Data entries
• • •

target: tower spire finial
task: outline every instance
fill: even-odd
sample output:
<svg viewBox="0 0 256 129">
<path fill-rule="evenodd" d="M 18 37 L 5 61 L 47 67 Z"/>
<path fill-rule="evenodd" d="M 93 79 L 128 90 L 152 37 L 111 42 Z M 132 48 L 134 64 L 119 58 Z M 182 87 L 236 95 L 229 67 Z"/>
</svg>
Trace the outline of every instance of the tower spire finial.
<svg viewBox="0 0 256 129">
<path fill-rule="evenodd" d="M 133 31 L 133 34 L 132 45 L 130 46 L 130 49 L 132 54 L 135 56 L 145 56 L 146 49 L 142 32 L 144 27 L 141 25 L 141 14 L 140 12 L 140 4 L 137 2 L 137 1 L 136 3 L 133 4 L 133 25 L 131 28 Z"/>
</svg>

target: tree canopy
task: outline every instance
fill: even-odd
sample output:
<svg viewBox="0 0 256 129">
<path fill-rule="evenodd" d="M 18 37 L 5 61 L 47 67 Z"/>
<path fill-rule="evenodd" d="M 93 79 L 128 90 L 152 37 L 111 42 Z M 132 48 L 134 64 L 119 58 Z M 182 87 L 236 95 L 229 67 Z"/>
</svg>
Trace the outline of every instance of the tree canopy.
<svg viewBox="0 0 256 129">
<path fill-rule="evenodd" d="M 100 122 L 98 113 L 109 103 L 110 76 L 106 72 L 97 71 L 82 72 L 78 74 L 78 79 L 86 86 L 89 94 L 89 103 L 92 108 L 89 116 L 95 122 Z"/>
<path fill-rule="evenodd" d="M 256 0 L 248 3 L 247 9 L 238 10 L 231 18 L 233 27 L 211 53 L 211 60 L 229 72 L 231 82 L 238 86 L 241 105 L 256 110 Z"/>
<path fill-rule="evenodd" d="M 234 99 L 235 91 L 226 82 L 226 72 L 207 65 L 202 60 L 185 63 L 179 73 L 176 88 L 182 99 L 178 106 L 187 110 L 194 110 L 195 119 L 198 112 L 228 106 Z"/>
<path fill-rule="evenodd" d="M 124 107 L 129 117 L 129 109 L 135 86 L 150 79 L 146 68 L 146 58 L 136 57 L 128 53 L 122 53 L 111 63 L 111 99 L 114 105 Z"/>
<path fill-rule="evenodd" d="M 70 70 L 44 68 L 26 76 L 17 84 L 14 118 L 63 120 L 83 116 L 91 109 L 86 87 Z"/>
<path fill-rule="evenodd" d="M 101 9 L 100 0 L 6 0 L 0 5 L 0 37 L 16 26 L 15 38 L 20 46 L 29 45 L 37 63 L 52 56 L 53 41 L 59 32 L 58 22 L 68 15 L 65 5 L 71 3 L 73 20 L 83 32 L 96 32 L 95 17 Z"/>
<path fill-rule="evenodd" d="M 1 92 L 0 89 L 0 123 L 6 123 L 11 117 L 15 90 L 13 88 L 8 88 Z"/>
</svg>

• • •

> _REQUIREMENTS_: Rewrite everything from the start of the data entries down to the line containing "133 31 L 133", keeping the requests and sample outputs unchanged. In the answers, shift every number (viewBox values and path coordinates alike) up by 76.

> _FULL RESPONSE_:
target: tower spire finial
task: outline every instance
fill: even-odd
sample output:
<svg viewBox="0 0 256 129">
<path fill-rule="evenodd" d="M 18 37 L 5 61 L 47 67 Z"/>
<path fill-rule="evenodd" d="M 93 79 L 128 90 L 152 37 L 111 42 Z M 132 48 L 134 64 L 119 58 Z M 182 87 L 236 95 L 229 67 Z"/>
</svg>
Trace the outline of every instance of the tower spire finial.
<svg viewBox="76 76 332 205">
<path fill-rule="evenodd" d="M 209 107 L 209 110 L 208 121 L 206 122 L 206 125 L 208 130 L 211 132 L 221 132 L 222 125 L 218 108 L 220 103 L 217 101 L 217 90 L 216 88 L 216 80 L 213 78 L 213 77 L 212 79 L 209 80 L 209 101 L 207 104 Z"/>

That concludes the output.